Muscle Cars :: September 2004

Love Birds

:: His and Hers ’70 Road Runners that Pack Punch

By 1970, Plymouth’s trend-setting economy muscle ar, the Road Runner, had gone upscale. No longer the equivalent of a taxicab on steroids, as had been the case at the time of the car’s 1968 debut, the B-body was now available with a wide variety of options and trim levels. So, while you could still get a stripped-down version for less than $2,900, most Road Runners that left Plymouth dealers in 1970 ended up with some options. However, only a handful received the level of order-blank action that the pair shown here did. Tommy and Tina White of Saukville, Wisconsin, own these “birds of a feather,” both of which were restored to perfection by Aloha Automotive Services, the muscle car restoration and sales company they own in the Midwest hinterland.

Both cars feature the engine-breathing fresh-air option whose time had come by 1970 — the Air Grabber. Detroit was no stranger when it came to hood scoops or graphics by 1970, but the fertile imaginations at Chrysler Engineering put two and two together when they came up with the bared teeth that appeared when the sinister flap on the hood opened. Though more form than function, the vacuum-operated trapdoor was a big hit on the boulevard.

Tina’s is on of only 429 convertibles produced that year. Painted TX9 Black Velvet with a white interior, it may have been a lucky person’s high school graduation present back in th day. Perhaps it was picked by someone who was originally hoping for a GTX convertible and couldn’t get one, since that particular model was not offered in 1970. Regardless, they don’t come tricked out much more than this example.

Well fortified in the drive line department, the car is powered by the 440-cid engine, topped with a trio of Holley two-barrels that love nothing more than drawing air into the confines of the engine. Behind the mill is a 727 TorqueFlite and 3.55 Sure-Grip in the differential.

In 2002, Tommy White bought the car as a project in what could be nicely described as “rough” shape. The car had been subjected not just to the elements and rust, but to a botched clean-up by a prior owner who had pop-riveted a set of scarce original quarter panels right over the top of the rotting factory installed sheet metal.

EXERCISE A = In the magazine article on the '70 Road Runners, what engine and drivetrain hardware is named for Tina's convertible?
The magazine article and the entries that follow are unrelated material.

Point placement records =
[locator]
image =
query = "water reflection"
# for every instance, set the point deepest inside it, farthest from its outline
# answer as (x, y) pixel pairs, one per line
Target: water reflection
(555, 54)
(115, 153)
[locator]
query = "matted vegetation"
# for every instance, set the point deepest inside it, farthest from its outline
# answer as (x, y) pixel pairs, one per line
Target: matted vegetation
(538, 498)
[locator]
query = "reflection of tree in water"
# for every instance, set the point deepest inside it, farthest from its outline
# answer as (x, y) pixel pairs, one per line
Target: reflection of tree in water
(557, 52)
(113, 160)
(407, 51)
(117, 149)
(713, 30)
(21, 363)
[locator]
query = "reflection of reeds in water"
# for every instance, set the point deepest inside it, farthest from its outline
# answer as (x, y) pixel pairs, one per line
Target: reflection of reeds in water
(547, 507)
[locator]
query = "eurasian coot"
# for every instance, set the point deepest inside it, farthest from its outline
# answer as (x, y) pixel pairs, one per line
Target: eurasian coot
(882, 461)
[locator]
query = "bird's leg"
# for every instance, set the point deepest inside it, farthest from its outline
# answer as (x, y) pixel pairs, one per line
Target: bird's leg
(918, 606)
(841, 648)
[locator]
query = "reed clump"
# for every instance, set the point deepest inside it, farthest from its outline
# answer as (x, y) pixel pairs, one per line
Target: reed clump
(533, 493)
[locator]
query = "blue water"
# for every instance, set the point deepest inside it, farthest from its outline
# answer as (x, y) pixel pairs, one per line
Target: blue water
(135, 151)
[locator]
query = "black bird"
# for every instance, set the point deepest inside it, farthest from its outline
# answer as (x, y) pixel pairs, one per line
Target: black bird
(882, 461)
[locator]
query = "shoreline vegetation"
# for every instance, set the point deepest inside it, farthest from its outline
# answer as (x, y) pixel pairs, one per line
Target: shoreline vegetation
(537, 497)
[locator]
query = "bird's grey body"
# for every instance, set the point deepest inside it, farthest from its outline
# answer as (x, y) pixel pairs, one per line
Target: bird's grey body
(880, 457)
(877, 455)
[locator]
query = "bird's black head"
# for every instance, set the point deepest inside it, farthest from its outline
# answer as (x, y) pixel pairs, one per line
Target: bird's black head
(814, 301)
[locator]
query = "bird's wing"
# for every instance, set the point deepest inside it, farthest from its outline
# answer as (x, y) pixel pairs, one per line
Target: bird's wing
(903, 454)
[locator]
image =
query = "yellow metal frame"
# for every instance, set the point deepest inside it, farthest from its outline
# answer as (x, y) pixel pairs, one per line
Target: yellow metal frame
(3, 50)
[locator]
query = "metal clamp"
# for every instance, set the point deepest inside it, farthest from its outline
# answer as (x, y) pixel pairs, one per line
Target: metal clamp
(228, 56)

EXERCISE B = Can you gather every line in the entries above that contains the string "eurasian", with case counting?

EXPECTED OUTPUT A =
- The 440-cid engine
- A trio of Holley two-barrels
- A 727 TorqueFlite
- A 3.55 Sure-Grip in the differential

EXPECTED OUTPUT B =
query = "eurasian coot"
Target: eurasian coot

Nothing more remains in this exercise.